*** Opening EXTRACTED ENTRIES ***
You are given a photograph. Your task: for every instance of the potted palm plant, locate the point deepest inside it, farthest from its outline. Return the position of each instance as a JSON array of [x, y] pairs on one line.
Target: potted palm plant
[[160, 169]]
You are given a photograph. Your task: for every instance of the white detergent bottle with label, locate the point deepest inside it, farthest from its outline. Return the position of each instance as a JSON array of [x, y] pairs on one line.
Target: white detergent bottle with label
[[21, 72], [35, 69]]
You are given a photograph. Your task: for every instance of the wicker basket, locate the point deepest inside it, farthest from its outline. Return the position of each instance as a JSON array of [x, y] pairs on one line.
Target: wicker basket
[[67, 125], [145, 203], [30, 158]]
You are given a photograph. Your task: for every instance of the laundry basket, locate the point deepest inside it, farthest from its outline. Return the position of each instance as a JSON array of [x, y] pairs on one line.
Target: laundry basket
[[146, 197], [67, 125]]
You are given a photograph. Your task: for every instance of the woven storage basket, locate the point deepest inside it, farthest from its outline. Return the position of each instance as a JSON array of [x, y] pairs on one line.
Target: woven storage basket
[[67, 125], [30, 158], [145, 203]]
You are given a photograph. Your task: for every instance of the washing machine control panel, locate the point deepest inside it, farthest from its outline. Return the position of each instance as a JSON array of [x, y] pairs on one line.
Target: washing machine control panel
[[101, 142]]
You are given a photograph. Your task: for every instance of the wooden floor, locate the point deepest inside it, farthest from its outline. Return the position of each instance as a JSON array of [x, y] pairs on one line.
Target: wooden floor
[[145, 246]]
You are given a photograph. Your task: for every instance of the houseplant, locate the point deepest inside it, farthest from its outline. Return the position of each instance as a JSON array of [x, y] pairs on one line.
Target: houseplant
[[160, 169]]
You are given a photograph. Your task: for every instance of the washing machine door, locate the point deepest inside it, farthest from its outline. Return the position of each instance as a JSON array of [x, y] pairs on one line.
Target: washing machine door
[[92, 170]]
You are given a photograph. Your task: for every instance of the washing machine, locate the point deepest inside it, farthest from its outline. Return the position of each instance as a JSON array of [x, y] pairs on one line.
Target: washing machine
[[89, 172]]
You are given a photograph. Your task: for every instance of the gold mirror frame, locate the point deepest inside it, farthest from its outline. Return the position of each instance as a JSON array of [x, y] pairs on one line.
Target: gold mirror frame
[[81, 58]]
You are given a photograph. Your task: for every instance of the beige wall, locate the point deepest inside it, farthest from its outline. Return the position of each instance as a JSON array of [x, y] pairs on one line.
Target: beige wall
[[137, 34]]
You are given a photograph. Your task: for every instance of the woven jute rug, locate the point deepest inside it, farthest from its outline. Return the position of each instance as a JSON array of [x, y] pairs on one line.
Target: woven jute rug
*** Closing EXTRACTED ENTRIES ***
TASK:
What lines in the material above hold the string "jute"? List them.

YOUR SOLUTION:
You are given a photograph. Your task: for every instance of the woven jute rug, locate the point deepest inside it, farthest from its outline. Return the position of each instance as a JSON array of [x, y] pairs on one line.
Target: woven jute rug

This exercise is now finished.